━━ Dataset records ━━
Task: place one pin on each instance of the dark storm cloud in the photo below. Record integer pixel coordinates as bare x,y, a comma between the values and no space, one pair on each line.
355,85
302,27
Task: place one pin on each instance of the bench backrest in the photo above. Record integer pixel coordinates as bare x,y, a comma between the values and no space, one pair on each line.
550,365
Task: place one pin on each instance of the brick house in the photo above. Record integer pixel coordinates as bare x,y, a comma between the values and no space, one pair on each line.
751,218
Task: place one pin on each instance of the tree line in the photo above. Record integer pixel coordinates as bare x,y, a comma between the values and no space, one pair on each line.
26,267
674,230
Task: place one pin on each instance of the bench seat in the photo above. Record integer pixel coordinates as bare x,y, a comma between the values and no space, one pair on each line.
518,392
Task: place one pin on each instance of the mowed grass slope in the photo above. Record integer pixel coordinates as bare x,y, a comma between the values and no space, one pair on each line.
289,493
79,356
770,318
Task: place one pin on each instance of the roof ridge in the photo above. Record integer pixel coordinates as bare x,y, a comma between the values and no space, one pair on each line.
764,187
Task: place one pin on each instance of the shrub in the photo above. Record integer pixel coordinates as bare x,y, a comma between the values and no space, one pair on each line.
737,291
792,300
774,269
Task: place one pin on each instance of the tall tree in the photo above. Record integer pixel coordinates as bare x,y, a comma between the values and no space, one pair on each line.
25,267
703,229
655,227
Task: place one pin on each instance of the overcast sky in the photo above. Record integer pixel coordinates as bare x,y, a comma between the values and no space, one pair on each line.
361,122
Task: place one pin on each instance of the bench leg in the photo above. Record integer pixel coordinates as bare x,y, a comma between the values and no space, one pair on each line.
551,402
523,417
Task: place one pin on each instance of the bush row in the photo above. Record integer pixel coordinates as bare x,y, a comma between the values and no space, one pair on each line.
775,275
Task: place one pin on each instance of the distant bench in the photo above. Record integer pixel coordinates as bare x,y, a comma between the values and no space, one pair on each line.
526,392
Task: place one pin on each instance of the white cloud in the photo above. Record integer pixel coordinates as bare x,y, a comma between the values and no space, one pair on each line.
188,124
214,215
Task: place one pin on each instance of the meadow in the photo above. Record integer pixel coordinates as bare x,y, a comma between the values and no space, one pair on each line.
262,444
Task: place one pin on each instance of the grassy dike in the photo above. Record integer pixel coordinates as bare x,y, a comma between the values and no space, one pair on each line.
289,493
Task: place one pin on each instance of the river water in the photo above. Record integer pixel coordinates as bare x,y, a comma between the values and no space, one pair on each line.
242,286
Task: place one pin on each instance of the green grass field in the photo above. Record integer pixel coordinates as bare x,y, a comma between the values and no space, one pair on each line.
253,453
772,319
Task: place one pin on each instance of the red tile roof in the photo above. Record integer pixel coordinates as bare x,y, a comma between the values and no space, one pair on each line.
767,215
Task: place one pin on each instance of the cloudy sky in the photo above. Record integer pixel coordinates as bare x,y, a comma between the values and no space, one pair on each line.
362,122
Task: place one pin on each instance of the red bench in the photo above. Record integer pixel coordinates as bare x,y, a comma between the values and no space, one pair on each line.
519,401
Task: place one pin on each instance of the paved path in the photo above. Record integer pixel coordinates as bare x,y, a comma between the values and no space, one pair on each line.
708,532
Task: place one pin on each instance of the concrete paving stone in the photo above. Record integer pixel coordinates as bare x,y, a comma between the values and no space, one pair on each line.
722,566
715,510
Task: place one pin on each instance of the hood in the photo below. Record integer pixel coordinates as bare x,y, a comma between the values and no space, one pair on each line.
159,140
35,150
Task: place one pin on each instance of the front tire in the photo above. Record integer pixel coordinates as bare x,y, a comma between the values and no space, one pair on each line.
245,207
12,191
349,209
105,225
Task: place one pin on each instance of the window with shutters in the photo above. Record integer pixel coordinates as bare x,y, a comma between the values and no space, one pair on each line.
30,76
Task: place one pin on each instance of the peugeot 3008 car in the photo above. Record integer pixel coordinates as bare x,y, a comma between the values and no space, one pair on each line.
━━━
━━ Dataset records ━━
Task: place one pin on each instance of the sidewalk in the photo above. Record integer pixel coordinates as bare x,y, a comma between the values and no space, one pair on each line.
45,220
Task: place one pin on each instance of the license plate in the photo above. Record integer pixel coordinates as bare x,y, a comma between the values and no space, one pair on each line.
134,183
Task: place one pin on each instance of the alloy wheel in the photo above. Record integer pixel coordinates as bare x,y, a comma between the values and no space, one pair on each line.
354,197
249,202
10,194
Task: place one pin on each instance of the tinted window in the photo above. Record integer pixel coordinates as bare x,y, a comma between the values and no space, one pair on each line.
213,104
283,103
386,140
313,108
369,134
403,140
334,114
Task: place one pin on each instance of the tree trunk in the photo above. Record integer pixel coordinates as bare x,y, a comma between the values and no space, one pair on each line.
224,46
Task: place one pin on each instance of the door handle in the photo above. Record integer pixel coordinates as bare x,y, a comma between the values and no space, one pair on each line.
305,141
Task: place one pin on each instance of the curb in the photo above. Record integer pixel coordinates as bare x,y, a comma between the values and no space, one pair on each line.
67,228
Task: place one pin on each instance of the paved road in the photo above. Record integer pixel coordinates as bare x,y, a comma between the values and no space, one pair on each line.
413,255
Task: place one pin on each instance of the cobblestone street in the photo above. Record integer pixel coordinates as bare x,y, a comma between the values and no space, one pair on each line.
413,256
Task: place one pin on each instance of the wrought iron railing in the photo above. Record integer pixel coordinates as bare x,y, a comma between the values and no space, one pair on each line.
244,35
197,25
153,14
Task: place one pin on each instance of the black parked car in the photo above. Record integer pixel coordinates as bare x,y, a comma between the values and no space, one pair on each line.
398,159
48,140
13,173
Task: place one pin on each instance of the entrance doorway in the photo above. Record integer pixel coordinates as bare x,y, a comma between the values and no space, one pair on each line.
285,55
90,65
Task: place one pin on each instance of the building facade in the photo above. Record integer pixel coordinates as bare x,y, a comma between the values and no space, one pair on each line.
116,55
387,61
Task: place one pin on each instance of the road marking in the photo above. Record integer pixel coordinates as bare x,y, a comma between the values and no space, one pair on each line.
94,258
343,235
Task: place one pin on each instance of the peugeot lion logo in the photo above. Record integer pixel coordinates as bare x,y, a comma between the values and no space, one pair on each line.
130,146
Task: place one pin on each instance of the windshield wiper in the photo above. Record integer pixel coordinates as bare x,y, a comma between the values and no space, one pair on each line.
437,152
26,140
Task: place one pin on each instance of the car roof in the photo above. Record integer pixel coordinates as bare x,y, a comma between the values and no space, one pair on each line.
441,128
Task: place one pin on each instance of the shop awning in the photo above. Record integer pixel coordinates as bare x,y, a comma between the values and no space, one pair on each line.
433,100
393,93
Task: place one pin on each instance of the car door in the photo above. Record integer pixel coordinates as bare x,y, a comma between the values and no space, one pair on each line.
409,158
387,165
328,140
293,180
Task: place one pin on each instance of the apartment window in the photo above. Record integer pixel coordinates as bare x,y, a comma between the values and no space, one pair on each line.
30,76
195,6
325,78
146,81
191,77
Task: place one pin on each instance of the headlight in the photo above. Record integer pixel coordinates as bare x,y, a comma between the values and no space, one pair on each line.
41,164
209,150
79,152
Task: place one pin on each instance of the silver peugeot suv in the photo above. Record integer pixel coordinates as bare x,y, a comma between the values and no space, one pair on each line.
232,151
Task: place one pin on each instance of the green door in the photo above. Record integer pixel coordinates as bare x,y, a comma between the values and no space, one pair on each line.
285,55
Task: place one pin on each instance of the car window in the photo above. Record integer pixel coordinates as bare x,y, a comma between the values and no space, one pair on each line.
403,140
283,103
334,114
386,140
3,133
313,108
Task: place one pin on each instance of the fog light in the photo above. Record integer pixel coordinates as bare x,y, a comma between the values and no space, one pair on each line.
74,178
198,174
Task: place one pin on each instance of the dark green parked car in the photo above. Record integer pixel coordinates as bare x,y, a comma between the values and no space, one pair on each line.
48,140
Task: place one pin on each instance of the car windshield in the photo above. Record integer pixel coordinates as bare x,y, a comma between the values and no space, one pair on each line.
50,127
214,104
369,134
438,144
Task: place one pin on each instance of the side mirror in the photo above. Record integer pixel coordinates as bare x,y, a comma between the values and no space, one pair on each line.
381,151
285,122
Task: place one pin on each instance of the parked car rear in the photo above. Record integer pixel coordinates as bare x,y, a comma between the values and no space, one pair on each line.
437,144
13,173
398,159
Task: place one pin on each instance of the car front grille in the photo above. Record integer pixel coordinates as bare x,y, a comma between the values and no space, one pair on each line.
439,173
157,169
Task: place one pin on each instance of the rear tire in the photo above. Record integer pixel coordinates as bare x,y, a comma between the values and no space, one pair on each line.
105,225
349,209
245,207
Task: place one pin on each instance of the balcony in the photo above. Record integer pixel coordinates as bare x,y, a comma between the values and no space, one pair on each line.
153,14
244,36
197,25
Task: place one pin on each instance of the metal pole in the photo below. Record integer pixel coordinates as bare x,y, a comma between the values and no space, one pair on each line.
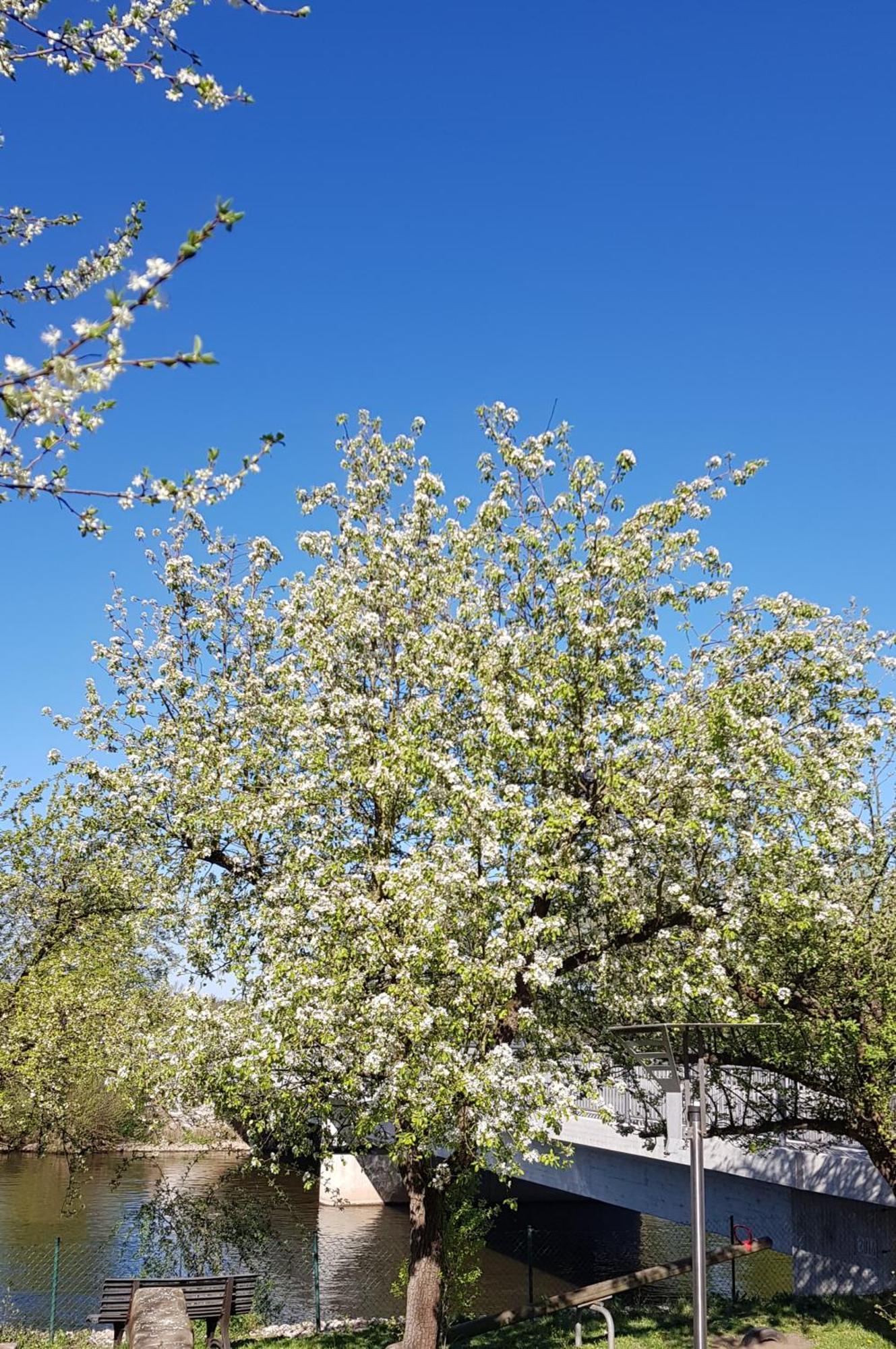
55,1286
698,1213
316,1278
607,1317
━━━
━━ Dataset records ━━
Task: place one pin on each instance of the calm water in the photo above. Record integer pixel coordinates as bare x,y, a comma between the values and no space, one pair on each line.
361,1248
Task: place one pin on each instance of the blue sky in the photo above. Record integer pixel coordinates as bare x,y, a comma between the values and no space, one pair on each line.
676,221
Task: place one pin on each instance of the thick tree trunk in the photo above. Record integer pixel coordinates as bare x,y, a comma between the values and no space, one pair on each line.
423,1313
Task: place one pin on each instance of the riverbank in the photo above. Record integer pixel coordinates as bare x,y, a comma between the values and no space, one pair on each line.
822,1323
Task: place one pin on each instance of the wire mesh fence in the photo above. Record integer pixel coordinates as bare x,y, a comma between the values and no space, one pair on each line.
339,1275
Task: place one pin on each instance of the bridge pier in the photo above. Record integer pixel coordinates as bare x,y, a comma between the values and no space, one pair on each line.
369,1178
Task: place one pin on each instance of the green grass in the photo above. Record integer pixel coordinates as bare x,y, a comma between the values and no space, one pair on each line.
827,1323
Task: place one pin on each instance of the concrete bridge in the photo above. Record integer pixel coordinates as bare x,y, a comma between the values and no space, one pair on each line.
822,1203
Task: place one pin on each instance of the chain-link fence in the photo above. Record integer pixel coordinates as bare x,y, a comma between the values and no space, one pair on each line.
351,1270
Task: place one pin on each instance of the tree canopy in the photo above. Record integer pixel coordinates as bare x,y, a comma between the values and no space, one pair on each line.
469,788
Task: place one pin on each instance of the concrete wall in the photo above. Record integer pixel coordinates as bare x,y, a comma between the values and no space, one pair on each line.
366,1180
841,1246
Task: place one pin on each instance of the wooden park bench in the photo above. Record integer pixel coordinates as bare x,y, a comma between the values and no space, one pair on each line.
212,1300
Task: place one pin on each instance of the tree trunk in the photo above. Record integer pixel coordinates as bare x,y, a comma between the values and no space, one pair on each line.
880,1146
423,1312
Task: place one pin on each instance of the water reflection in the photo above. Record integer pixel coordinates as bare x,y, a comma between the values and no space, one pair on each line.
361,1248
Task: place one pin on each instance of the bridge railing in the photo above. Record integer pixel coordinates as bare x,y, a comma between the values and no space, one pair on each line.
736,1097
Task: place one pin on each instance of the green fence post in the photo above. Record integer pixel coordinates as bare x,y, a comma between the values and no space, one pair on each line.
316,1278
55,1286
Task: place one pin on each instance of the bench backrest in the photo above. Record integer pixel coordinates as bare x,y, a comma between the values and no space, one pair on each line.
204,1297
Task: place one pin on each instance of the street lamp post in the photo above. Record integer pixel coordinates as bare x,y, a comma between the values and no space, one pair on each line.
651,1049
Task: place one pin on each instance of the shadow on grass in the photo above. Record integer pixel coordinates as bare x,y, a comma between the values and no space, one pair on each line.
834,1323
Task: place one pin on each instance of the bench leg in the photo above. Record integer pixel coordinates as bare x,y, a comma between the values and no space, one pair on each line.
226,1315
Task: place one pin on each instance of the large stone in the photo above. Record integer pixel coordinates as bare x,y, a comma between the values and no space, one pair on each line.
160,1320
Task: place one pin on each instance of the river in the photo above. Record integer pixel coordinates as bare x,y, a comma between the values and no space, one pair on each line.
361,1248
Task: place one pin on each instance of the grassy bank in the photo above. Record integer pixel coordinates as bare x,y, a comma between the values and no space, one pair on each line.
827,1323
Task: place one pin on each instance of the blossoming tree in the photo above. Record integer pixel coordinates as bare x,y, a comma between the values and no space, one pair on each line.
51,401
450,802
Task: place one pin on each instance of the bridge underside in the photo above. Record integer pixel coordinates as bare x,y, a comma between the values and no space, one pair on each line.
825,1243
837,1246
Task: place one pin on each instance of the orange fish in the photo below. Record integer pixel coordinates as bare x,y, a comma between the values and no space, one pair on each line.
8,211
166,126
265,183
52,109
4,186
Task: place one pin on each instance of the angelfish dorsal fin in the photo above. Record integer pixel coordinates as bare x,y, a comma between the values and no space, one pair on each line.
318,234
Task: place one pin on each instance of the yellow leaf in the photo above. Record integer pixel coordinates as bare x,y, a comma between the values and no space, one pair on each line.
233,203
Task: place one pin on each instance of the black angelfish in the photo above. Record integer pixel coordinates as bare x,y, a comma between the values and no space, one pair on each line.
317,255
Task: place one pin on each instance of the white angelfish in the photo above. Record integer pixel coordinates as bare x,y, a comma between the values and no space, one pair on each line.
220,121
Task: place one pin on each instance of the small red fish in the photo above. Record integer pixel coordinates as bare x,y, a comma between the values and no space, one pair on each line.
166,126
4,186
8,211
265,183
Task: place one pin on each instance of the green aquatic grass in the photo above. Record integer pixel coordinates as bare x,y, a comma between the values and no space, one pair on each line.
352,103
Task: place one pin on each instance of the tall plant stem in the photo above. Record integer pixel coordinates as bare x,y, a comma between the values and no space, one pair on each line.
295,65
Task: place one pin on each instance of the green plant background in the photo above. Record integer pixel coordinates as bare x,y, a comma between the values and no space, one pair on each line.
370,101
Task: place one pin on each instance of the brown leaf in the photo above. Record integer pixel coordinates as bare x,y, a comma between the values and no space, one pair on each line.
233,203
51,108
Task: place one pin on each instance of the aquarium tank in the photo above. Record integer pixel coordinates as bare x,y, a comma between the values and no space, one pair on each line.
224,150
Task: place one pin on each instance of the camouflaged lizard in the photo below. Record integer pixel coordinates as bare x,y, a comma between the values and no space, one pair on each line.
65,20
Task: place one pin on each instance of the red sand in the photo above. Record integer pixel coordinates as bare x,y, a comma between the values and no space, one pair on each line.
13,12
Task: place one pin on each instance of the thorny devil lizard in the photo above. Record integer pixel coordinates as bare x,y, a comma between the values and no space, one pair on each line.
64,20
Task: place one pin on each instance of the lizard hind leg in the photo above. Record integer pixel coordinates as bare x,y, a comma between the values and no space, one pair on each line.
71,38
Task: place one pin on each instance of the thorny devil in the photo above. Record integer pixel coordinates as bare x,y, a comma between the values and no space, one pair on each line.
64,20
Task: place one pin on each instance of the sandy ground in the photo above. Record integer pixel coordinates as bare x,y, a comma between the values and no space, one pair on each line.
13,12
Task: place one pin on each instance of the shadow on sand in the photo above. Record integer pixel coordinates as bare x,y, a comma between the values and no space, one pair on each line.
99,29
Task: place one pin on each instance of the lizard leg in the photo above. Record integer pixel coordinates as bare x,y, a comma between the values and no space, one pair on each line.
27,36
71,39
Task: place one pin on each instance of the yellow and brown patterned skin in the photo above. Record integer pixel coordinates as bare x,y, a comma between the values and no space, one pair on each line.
━━━
### [Goal]
Reproduce verbatim the lines from the one containing "Task: place one pin on each instance of the lizard hind" up to and including the one containing "Task: place one pin on each instance of the yellow and".

### [Result of the exercise]
Task: place one pin on each instance of the lizard hind leg in the photo above. Record integer pixel coordinates as bare x,y, a comma between the values and no space, one pair on each line.
71,38
Task: place one pin on each instance of the thorny devil in the photo above. Record integer pixel coordinates as bare x,y, a comma between the values and no space, one pair on each line.
64,20
Task: place one pin on each instance of the sandy ground in the photo above. Record integer pixel coordinates as bare x,y, a comma between the values and no space, one pair on each line.
13,12
Task: place one pin on each instance of the shadow on sand in the photo above. Record integer pixel coordinates as bare x,y, a comma between the values and no space, one pair on each line.
99,29
Task: place one pin on each instance of the lizard leg in the photo above. Record integer pixel coordinates as bare x,y, a comma between the values and no space, one pair on each line.
27,36
71,39
Task: place one pin on each instance of the yellow and brown patterned skin in the photo above. Record integer pixel coordinates as bare x,y, a comma between the values and no space, one pair on each line.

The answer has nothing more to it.